'''

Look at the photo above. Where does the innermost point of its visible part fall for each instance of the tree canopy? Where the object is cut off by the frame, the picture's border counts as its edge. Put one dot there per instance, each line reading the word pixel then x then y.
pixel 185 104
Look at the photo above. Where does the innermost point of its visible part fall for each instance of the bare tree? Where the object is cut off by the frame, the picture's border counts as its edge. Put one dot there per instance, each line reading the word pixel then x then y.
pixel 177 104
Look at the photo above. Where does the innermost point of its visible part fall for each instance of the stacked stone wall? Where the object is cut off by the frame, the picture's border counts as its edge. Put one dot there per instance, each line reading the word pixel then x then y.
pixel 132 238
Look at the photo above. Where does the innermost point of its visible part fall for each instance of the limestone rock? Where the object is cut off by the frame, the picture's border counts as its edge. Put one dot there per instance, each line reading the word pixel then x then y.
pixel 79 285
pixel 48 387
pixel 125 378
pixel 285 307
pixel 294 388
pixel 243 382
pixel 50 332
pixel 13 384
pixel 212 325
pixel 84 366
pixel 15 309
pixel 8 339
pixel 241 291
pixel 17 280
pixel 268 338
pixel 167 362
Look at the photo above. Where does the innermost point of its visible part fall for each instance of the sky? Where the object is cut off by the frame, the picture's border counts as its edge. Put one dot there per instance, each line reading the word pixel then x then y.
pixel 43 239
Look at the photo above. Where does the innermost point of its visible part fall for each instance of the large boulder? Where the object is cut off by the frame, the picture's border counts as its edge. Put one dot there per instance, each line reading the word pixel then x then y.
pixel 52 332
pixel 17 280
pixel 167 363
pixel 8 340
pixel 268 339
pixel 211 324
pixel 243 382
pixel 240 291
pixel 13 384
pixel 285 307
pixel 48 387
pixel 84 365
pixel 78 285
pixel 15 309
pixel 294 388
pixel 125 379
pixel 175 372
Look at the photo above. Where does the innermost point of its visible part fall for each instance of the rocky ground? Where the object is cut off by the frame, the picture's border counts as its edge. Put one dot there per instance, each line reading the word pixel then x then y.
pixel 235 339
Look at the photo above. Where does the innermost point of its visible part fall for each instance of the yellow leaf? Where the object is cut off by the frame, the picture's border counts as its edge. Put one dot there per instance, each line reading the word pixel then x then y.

'''

● WHAT YOU WILL DO: The whole of the material above needs to be copied exactly.

● REPLY TO THE EXERCISE:
Look at the photo above. Where does the innermost point of its visible part fall for each instance of the tree canopy? Where the object is cut off by the frame, the picture's border counts as its edge. Put one dot there per instance, each line reading the word pixel then x then y.
pixel 185 104
Look at the photo above. Where does the innermost point of its visible part fall for each instance of the bare tree? Where the object is cut off by the frame, the picture's border counts as its edge. Put one dot there per instance, each line reading the word pixel then x then y.
pixel 177 104
Look at the photo above. Where does the innermost point of its visible part fall for each instance of the stacked stone wall? Where the object is cut off by the frame, the picture's border counts as its edge. Put one dot there per instance, each line reading the word pixel then x then y.
pixel 132 238
Look at the photo above. Where does the innermost point of its visible part fall for each instance of the limestone rock? Where the object is cut off by the frame, the picture's border counts as its edge. Put one dot there per instance, each line reading the word pixel then x then y.
pixel 79 285
pixel 48 387
pixel 125 378
pixel 285 307
pixel 294 388
pixel 243 382
pixel 50 332
pixel 13 384
pixel 212 325
pixel 84 366
pixel 15 309
pixel 8 339
pixel 241 291
pixel 17 280
pixel 268 338
pixel 167 362
Look at the photo above. Where does the innermost point of its visible part fall for each instance of the sky? Where the object is cut off by the frame, the picture's border counts as its edge. Put one dot there per instance, each line reading the word pixel then x then y.
pixel 43 239
Look at the photo above. Where does the innermost point of its visible part fall for each instance of the large boulder? Where the object is cut off by the frame, the picture's border counts as its edge. Put one dot there per instance, each line reading the word pixel then x then y.
pixel 52 332
pixel 17 280
pixel 167 363
pixel 8 340
pixel 268 339
pixel 211 324
pixel 243 382
pixel 240 291
pixel 13 384
pixel 285 307
pixel 48 387
pixel 84 365
pixel 78 285
pixel 15 309
pixel 294 388
pixel 125 379
pixel 175 372
Look at the photo above. Where does the innermost point of its visible part fall for each instance of the rocky ground? Where the object is cut off by the frame, the picture's border counts as its edge. Put one dot there per instance, each line reading the word pixel then x then y.
pixel 235 339
Look at the photo above. Where does the innermost point of its visible part fall for each instance of the yellow leaf? Where the object is cut off by the frame, the picture's border counts as its edge. Put one dot there per instance, each line reading the word pixel then x then y.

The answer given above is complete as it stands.